── GIVEN RECORDS ──

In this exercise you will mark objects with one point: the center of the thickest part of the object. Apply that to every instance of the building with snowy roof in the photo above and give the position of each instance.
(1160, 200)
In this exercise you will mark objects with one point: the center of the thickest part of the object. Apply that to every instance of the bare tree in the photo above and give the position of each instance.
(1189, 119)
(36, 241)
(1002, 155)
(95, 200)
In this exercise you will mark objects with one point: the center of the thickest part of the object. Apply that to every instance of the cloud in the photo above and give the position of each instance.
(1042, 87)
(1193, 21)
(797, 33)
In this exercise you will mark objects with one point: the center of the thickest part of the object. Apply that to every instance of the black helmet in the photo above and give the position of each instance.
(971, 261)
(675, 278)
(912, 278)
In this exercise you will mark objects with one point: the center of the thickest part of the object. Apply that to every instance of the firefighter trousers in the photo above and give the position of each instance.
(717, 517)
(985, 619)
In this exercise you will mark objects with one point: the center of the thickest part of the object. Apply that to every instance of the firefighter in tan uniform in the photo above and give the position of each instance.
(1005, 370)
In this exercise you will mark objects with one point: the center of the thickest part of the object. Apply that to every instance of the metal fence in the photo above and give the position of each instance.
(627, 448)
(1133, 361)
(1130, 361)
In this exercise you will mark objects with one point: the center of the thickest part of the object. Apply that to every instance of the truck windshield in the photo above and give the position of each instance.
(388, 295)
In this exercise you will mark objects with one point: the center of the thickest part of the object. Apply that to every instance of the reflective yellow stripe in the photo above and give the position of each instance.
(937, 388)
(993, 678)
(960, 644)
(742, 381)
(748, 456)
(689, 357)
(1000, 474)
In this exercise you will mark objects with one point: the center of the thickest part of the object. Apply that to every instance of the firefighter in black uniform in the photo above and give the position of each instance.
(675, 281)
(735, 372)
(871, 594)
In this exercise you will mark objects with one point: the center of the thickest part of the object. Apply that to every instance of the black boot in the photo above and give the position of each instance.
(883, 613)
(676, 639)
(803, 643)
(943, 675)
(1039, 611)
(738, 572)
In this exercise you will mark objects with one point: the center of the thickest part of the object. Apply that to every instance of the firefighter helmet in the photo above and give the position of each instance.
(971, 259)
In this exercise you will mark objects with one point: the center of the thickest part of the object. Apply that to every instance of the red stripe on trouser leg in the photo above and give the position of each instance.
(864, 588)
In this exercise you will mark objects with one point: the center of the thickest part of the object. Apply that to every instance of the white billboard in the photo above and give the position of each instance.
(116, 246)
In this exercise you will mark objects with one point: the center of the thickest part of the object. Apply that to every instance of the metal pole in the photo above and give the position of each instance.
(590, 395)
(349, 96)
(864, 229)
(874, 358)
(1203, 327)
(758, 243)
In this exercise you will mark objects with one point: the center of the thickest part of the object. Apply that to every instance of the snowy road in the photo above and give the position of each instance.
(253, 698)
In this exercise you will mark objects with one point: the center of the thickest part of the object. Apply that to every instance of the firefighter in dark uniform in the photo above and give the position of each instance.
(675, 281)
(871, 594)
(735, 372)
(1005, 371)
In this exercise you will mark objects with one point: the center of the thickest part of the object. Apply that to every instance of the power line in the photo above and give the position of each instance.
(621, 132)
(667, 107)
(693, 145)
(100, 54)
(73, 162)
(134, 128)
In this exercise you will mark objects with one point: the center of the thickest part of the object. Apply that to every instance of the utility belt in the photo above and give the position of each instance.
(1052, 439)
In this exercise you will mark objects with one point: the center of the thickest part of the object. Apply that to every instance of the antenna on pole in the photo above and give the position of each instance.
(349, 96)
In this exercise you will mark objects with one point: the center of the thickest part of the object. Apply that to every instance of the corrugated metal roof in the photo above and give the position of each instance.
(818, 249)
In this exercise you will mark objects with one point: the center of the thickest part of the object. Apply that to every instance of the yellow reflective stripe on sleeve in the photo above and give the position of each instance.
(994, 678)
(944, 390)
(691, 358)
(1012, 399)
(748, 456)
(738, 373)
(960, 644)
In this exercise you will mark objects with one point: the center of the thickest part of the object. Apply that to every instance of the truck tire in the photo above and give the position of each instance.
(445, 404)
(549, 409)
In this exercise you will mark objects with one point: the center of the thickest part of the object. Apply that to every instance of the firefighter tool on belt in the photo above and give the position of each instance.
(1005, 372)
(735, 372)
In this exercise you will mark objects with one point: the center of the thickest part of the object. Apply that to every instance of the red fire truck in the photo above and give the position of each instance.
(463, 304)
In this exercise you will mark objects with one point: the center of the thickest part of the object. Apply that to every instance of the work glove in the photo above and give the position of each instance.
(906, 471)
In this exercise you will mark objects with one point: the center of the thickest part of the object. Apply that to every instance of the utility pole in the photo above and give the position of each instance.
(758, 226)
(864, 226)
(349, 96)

───

• _EXERCISE_: Swap "thickest" for "widest" in everything from the line containing "the metal fence" down to the line containing "(1130, 361)". Reproduce only those lines of the data, leaving everything else in them unchanged.

• _OUTPUT OF THE EXERCISE_:
In this exercise you will mark objects with one point: the center of the widest part of the object. Apply that to every instance of the metal fence in the photo above and give the position of each instance.
(627, 448)
(1133, 361)
(1130, 361)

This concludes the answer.